[Document extract]
1. Polyphonic Images

When today architects attempt to construct a sufficiently consensual and shared representation of the spaces of contemporary city, this cannot avoid the inclusion of a dissonant multiplicity of points of view.

To describe the urban environment in a convincing, synthetic way, today we most allow space for the voices of multiple subjects and interpretation angles without trying to condense them into a single meta-discourse, a single great narrative.

I believe that if managed with awareness, this dissonance is absolutely necessary to help us approach an understanding of the spatial quality of contemporary city. The polyphonic effect we can achieve by combining multiple viewpoints in a single discourse -a sort of background noise, a basso continuo - is, in fact, that which best resembles the sense of contemporary urban space.

The impossibility of producing a synthetic image of a city without making use of multiple montages and sensory experiences is not only due to the complexity of elements which stand in the physical environment, but is also the outcome of the agility of our viewpoint as city dwellers: our habit of successively using over the course of one single day the multiple identities that we lodge within ourselves.

Indeed, with respect to one and the same space, we can alternately be distracted commuters, curious connoisseurs, passing tourists, or regular occupants. And this plurality of roles activates multiple codes in the signification of space. We often link different and distant spaces -for example a shopping centre and a tourist-oriented historical centre- only because we project the same signifying codes upon them. Conversely, similar and neighbouring spaces sometimes appear incomparable to us, only because we reach them passing through very different perceptual sequences.

The impossibility of producing a synthetic image of the city is also connected with the fact that today the perception range of urban spatial quality is much wider. Today we compose different individual perception experiences within homogeneous bands: veritable editings of perception sequences. And these bands, even more than single static images, are the elements that construct our identity as erratic citizens of the urbanised territory.

2 Atopical Variations and Molecular Differences

The new European urban environments present many of the common features of urbanisation, but are not produced by the growth of new nuclei or by the spread of an urban area in successive bands, rather by the apparently random aggregation of a multitude of solitary urban facts inflected according to a principle of individual over-representation.

Awkward new nebular cities stretched across the surface of territories, invisible to topographic maps, by time enveloping ancient towns, ruled by thousands of ordering principles and deprived of a dominant central location, where a limited range of constructions types, inflected according to recurrent modalities, tests every possible combination.

These territories crossed by a wave of similar but solitary manufactured products, urban environments with completely new forms, invisible to an aggregate, synoptic gaze, host a second paradoxical phenomenon: a sphere potentially heading toward homologation, where new constructions are beginning to overlap and cover up the ancient differences between the city’s various parts.

Over the last twenty years a multitude of building tremors produced as a consequence of the individualistic choices made by families, small firms and clans have run through the offshoots and interstices of south European cities, occupying the countryside, fusing together centres that were once detached and spreading over coasts and valleys.

[Data shown]
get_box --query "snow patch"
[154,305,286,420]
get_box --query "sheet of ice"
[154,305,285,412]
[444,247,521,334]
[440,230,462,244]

[Exercise prompt] Copy word for word the passage of the essay on the contemporary city between "Over the last" and "coasts and valleys.", inclusive.

[Result of this exercise]
Over the last twenty years a multitude of building tremors produced as a consequence of the individualistic choices made by families, small firms and clans have run through the offshoots and interstices of south European cities, occupying the countryside, fusing together centres that were once detached and spreading over coasts and valleys.